What to produce: Please edit the lines from the beginning through the line containing "box: [21, 18, 464, 330]" so that "positive clicks" becomes "foreground clicks", leaving everything else the same.

[Segmentation mask data]
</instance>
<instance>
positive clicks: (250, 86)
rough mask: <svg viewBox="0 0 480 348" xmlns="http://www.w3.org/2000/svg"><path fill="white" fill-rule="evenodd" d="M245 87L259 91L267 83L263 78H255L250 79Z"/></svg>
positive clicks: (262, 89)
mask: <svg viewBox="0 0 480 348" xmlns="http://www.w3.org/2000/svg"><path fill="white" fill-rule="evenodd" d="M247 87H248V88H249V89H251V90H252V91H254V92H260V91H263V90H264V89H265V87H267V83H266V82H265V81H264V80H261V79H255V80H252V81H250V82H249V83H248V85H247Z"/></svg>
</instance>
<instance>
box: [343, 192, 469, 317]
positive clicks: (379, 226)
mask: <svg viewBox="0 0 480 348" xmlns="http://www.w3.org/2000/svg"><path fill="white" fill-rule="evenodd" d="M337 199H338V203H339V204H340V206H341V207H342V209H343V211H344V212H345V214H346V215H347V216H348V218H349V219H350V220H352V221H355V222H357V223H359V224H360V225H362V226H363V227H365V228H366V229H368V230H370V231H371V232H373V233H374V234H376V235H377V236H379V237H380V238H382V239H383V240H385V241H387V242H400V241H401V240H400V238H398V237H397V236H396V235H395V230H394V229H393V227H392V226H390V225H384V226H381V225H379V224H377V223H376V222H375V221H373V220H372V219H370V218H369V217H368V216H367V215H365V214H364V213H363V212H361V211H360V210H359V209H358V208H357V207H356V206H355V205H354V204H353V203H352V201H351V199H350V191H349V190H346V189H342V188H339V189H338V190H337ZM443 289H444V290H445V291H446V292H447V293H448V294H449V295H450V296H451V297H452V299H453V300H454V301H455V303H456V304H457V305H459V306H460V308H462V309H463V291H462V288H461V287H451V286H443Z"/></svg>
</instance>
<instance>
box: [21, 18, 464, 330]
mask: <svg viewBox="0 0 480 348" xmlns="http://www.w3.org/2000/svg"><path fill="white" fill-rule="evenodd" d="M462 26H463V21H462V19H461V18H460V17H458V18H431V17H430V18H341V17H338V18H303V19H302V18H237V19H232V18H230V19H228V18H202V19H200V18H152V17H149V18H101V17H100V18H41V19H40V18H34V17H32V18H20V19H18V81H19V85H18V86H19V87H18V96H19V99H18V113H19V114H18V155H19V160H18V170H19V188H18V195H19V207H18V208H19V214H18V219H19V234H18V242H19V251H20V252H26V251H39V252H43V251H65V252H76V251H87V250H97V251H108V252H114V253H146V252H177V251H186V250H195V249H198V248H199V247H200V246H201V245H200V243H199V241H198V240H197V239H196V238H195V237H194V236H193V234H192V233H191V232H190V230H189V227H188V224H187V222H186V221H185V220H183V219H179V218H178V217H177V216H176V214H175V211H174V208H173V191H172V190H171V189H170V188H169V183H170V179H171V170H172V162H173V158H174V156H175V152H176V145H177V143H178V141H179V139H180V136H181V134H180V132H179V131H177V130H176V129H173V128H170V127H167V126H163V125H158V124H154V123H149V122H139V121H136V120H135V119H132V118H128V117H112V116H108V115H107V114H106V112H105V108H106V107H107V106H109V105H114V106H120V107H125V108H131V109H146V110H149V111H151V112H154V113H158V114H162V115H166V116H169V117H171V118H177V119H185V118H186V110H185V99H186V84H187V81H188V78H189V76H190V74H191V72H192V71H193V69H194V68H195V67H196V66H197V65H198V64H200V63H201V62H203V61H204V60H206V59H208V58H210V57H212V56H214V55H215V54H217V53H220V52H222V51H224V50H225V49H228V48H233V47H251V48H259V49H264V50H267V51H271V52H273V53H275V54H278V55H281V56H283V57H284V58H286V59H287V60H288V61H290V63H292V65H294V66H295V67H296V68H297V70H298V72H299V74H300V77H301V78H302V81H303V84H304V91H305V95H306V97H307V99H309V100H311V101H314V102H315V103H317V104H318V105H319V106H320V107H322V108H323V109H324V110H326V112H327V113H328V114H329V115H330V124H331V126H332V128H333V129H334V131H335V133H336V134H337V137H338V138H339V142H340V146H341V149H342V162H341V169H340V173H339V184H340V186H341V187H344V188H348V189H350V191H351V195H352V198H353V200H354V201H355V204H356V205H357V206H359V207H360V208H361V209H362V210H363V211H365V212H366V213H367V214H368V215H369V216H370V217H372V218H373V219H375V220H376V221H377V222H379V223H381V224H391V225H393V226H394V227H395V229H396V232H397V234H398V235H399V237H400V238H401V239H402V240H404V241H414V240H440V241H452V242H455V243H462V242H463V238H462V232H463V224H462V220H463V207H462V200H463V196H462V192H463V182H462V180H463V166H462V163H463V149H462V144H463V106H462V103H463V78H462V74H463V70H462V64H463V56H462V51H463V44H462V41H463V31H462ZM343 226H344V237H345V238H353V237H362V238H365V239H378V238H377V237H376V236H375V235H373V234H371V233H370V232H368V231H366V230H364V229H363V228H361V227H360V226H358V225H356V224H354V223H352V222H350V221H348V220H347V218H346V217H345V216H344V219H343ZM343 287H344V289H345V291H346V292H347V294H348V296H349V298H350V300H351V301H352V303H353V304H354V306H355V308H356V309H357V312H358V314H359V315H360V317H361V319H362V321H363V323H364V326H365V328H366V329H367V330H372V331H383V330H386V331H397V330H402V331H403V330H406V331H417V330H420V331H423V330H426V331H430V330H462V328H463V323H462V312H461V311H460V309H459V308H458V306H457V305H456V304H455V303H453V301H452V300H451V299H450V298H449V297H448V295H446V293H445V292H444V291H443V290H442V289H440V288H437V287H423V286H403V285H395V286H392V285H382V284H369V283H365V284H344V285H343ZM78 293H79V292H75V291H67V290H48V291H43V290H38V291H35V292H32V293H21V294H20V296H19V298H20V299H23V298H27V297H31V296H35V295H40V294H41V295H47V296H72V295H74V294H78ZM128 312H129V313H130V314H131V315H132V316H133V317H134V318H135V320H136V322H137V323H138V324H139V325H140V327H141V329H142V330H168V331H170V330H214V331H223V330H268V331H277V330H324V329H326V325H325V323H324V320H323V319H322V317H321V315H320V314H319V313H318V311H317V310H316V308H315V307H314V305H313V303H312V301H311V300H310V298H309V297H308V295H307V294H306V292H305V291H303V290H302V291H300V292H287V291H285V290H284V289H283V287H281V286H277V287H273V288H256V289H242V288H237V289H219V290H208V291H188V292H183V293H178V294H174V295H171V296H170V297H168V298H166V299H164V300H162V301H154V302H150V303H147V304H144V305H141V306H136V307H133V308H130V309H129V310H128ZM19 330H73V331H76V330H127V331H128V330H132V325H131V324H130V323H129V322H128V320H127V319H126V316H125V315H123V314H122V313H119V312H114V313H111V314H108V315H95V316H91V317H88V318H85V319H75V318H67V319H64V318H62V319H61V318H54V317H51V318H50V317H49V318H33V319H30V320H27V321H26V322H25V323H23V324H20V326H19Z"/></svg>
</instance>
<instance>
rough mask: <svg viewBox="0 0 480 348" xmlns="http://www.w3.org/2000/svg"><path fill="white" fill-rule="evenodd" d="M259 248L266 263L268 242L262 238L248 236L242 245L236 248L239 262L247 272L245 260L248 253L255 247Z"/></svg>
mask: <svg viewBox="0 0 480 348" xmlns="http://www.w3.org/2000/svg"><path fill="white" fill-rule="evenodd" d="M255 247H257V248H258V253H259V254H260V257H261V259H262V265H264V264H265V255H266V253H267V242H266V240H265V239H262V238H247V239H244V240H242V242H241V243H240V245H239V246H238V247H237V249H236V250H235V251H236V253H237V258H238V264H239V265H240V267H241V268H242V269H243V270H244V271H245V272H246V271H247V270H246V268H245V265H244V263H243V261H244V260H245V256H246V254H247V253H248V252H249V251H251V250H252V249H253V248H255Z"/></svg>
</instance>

Your response:
</instance>
<instance>
foreground clicks: (250, 86)
rough mask: <svg viewBox="0 0 480 348" xmlns="http://www.w3.org/2000/svg"><path fill="white" fill-rule="evenodd" d="M245 87L259 91L267 83L263 78H255L250 79Z"/></svg>
foreground clicks: (262, 89)
mask: <svg viewBox="0 0 480 348" xmlns="http://www.w3.org/2000/svg"><path fill="white" fill-rule="evenodd" d="M247 87H248V88H249V89H251V90H252V91H254V92H260V91H263V90H264V89H265V87H267V83H266V82H265V81H264V80H261V79H255V80H252V81H250V82H249V83H248V85H247Z"/></svg>
</instance>
<instance>
box: [343, 192, 469, 317]
foreground clicks: (379, 226)
mask: <svg viewBox="0 0 480 348" xmlns="http://www.w3.org/2000/svg"><path fill="white" fill-rule="evenodd" d="M337 199H338V203H339V204H340V206H341V207H342V209H343V211H344V212H345V214H346V215H347V216H348V218H349V219H350V220H352V221H355V222H357V223H359V224H360V225H362V226H363V227H365V228H366V229H368V230H370V231H371V232H373V233H374V234H376V235H377V236H379V237H380V238H382V239H383V240H385V241H387V242H400V241H401V240H400V238H398V237H397V236H396V235H395V230H394V229H393V227H392V226H390V225H384V226H381V225H379V224H377V223H376V222H375V221H373V220H372V219H370V218H369V217H368V216H367V215H365V214H364V213H363V212H361V211H360V210H359V209H358V208H357V207H356V206H355V205H354V204H353V203H352V201H351V199H350V191H349V190H346V189H342V188H339V189H338V190H337ZM443 289H444V290H445V291H446V292H447V293H448V294H449V295H450V296H451V297H452V299H453V300H454V301H455V303H456V304H457V305H459V306H460V308H462V309H463V291H462V288H461V287H451V286H443Z"/></svg>
</instance>
<instance>
box: [21, 18, 464, 330]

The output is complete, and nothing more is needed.